- **Job**: Make an exact copy of the entries below.

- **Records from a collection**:
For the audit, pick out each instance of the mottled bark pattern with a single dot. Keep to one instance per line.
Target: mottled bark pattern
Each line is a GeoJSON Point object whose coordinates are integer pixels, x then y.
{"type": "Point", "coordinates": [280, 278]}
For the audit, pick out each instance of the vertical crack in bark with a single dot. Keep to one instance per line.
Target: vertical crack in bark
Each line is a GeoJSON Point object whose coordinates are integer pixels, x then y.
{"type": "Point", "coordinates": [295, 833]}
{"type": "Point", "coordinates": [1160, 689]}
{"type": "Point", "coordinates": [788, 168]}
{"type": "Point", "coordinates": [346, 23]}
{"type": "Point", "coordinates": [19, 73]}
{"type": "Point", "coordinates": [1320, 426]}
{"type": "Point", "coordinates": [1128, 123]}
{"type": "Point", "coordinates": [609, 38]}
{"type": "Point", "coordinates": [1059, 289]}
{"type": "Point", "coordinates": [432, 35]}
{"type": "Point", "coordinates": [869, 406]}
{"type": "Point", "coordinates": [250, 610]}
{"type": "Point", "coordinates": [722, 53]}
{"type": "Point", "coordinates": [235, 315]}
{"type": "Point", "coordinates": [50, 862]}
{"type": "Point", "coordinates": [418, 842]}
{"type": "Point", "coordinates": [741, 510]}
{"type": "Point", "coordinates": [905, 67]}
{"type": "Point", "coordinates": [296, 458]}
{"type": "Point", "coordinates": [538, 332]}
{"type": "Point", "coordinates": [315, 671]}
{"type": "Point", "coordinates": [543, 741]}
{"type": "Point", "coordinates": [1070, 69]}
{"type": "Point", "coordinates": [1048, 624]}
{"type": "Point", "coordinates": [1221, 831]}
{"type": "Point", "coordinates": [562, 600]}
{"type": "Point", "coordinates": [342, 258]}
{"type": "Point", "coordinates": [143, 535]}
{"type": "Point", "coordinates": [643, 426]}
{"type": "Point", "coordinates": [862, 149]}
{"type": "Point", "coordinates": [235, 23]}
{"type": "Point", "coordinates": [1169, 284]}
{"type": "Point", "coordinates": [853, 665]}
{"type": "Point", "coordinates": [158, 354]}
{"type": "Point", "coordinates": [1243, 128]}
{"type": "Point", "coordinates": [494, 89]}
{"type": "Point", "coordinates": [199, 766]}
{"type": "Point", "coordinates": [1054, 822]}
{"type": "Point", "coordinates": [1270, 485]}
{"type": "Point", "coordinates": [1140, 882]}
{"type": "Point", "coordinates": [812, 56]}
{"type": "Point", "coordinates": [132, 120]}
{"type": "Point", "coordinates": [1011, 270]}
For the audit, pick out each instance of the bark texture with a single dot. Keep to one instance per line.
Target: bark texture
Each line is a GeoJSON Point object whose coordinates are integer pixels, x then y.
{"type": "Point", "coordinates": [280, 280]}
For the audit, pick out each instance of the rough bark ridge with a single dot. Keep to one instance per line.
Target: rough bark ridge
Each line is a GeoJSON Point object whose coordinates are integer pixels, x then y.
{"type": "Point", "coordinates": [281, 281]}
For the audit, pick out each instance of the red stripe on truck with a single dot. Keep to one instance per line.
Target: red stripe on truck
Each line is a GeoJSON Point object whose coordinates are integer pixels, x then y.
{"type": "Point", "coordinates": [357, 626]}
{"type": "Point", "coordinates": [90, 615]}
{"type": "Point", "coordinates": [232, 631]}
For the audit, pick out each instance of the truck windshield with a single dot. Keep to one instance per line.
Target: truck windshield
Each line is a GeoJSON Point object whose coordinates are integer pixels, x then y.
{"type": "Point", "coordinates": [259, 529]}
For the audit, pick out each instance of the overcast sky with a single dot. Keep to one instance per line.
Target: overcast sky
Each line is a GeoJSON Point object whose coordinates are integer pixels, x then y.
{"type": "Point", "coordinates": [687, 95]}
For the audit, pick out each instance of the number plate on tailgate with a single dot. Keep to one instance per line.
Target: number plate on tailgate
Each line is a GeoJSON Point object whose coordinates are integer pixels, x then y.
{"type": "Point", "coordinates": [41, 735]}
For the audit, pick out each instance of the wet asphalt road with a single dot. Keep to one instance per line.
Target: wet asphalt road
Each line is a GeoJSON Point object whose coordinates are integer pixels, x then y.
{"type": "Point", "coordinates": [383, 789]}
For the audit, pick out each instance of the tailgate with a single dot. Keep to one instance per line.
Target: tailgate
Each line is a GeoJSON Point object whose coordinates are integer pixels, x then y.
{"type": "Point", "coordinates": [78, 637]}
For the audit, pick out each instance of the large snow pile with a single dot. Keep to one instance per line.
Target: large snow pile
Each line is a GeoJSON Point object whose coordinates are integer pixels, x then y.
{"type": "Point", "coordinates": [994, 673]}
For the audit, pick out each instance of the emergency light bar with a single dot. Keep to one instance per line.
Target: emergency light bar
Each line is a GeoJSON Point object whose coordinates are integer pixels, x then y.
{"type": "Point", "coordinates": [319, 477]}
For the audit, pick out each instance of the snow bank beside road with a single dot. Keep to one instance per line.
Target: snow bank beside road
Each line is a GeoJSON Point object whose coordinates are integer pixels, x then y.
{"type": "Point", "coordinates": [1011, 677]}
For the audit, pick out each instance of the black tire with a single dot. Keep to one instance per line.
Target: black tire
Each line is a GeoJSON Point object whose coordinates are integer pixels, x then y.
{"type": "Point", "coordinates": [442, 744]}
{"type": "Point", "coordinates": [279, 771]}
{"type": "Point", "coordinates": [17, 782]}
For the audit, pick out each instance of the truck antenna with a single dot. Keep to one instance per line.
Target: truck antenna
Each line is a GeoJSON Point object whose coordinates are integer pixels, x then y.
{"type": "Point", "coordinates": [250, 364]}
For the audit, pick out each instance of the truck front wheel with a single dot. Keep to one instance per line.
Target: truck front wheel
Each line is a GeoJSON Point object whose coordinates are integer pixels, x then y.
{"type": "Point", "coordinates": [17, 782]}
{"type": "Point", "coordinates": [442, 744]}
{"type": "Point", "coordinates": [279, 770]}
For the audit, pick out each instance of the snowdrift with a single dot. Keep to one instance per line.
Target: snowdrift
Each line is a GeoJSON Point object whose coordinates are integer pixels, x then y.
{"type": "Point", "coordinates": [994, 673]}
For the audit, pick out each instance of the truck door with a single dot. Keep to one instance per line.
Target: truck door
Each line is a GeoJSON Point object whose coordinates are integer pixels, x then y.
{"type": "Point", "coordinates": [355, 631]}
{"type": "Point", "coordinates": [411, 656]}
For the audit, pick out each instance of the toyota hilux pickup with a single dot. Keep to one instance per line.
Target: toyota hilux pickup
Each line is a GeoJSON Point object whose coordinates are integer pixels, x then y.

- **Reply**:
For the audit, pick out each instance of the mottled bark pattern with a single dot. Keep to one instance per line.
Target: mottled bark pattern
Each line is a GeoJSON Point object whose coordinates are integer pixels, x then y.
{"type": "Point", "coordinates": [280, 278]}
For the audit, pick out each instance of the vertical crack in bark with a single dot. Keep to one instance per line.
Target: vertical crack in bark
Each line is a GeoJSON Point object whose coordinates are integer pixels, x then y.
{"type": "Point", "coordinates": [295, 833]}
{"type": "Point", "coordinates": [1160, 689]}
{"type": "Point", "coordinates": [788, 168]}
{"type": "Point", "coordinates": [346, 23]}
{"type": "Point", "coordinates": [19, 73]}
{"type": "Point", "coordinates": [1320, 426]}
{"type": "Point", "coordinates": [1128, 123]}
{"type": "Point", "coordinates": [609, 38]}
{"type": "Point", "coordinates": [1059, 289]}
{"type": "Point", "coordinates": [432, 35]}
{"type": "Point", "coordinates": [869, 406]}
{"type": "Point", "coordinates": [250, 610]}
{"type": "Point", "coordinates": [722, 53]}
{"type": "Point", "coordinates": [235, 315]}
{"type": "Point", "coordinates": [50, 862]}
{"type": "Point", "coordinates": [418, 842]}
{"type": "Point", "coordinates": [741, 510]}
{"type": "Point", "coordinates": [905, 67]}
{"type": "Point", "coordinates": [296, 458]}
{"type": "Point", "coordinates": [538, 332]}
{"type": "Point", "coordinates": [315, 671]}
{"type": "Point", "coordinates": [543, 741]}
{"type": "Point", "coordinates": [1070, 69]}
{"type": "Point", "coordinates": [1048, 624]}
{"type": "Point", "coordinates": [1221, 831]}
{"type": "Point", "coordinates": [562, 600]}
{"type": "Point", "coordinates": [342, 258]}
{"type": "Point", "coordinates": [143, 535]}
{"type": "Point", "coordinates": [643, 426]}
{"type": "Point", "coordinates": [862, 149]}
{"type": "Point", "coordinates": [235, 23]}
{"type": "Point", "coordinates": [1169, 284]}
{"type": "Point", "coordinates": [853, 665]}
{"type": "Point", "coordinates": [158, 354]}
{"type": "Point", "coordinates": [1243, 128]}
{"type": "Point", "coordinates": [494, 89]}
{"type": "Point", "coordinates": [199, 766]}
{"type": "Point", "coordinates": [1054, 822]}
{"type": "Point", "coordinates": [1270, 485]}
{"type": "Point", "coordinates": [1140, 882]}
{"type": "Point", "coordinates": [812, 56]}
{"type": "Point", "coordinates": [132, 120]}
{"type": "Point", "coordinates": [1011, 270]}
For the audit, pick out each instance of the bark texture with a single dot. Keep to one instance per line.
Target: bark texture
Each line is a GeoJSON Point object whose coordinates are integer pixels, x then y.
{"type": "Point", "coordinates": [280, 280]}
For the audit, pick out each instance of the rough bark ridge with a single dot. Keep to one instance per line.
Target: rough bark ridge
Each line is a GeoJSON Point object whose coordinates are integer pixels, x then y.
{"type": "Point", "coordinates": [281, 281]}
For the audit, pick out each instance of the red stripe on truck with a single dot. Keep to one instance per line.
Target: red stripe on truck
Each line is a GeoJSON Point object whose coordinates are integer pixels, x then y.
{"type": "Point", "coordinates": [357, 626]}
{"type": "Point", "coordinates": [90, 615]}
{"type": "Point", "coordinates": [232, 631]}
For the audit, pick out each instance of the truck windshield with a single dot. Keep to one instance per line.
Target: truck windshield
Each line is a GeoJSON Point object whose coordinates are integer pixels, x then y.
{"type": "Point", "coordinates": [259, 529]}
For the audit, pick out each instance of the overcast sky with a single dot. Keep to one instance per line.
Target: overcast sky
Each line is a GeoJSON Point object whose coordinates are integer pixels, x then y.
{"type": "Point", "coordinates": [687, 95]}
For the audit, pick out each instance of the number plate on tailgate with a single dot. Keep to one instance per line.
Target: number plate on tailgate
Each line is a GeoJSON Point object whose coordinates are integer pixels, x then y.
{"type": "Point", "coordinates": [41, 735]}
For the audit, pick out each instance of the wet asphalt road with a single dot. Keep to one instance per line.
Target: wet asphalt road
Each line is a GeoJSON Point object whose coordinates are integer pixels, x then y.
{"type": "Point", "coordinates": [383, 789]}
For the audit, pick out each instance of the tailgate with a single dot. Keep to one instance per line.
Target: tailgate
Each line is a GeoJSON Point object whose coordinates are integer pixels, x then y.
{"type": "Point", "coordinates": [78, 637]}
For the audit, pick out each instance of the large snow pile with a single dot. Keep to one instance per line.
Target: large snow pile
Each line is a GeoJSON Point object whose coordinates are integer pixels, x then y.
{"type": "Point", "coordinates": [994, 673]}
For the audit, pick out each instance of the emergency light bar with a single dot. Keep to one instance per line.
Target: emergency light bar
Each line is a GeoJSON Point object whose coordinates are integer pixels, x then y.
{"type": "Point", "coordinates": [319, 477]}
For the audit, pick out each instance of the snow bank beside road with a single dot. Keep to one instance per line.
Target: snow bank beside road
Each line is a GeoJSON Point object whose coordinates are integer pixels, x then y.
{"type": "Point", "coordinates": [1011, 677]}
For the audit, pick out each instance of the black tire with a single dot. Keep to one instance per line.
Target: black tire
Each line is a GeoJSON Point object whose coordinates are integer pixels, x then y.
{"type": "Point", "coordinates": [442, 744]}
{"type": "Point", "coordinates": [279, 771]}
{"type": "Point", "coordinates": [17, 782]}
For the audit, pick out each instance of the truck antenna with a single dot. Keep to one instance per line.
Target: truck antenna
Each line is a GeoJSON Point object whose coordinates are integer pixels, x then y.
{"type": "Point", "coordinates": [250, 364]}
For the audit, pick out each instance of the truck front wheel with a single dot. Keep to one instance per line.
Target: truck front wheel
Each line is a GeoJSON Point object whose coordinates are integer pixels, x then y.
{"type": "Point", "coordinates": [17, 782]}
{"type": "Point", "coordinates": [442, 744]}
{"type": "Point", "coordinates": [279, 770]}
For the audit, pick out each instance of the snowdrift with a single dot. Keep to one instance per line.
Target: snowdrift
Each line is a GeoJSON Point object whose coordinates are integer pixels, x then y.
{"type": "Point", "coordinates": [994, 673]}
For the audit, pick out each instance of the truck door with a single dot. Keep to one instance per line.
Target: truck door
Each line is a GeoJSON Point object whose coordinates are integer pixels, x then y.
{"type": "Point", "coordinates": [355, 631]}
{"type": "Point", "coordinates": [411, 656]}
For the audit, pick out each instance of the toyota hilux pickup with a single dot. Keep to one instance per line.
Target: toyota hilux pickup
Each line is a GeoJSON Point object whose coordinates are integer pixels, x then y.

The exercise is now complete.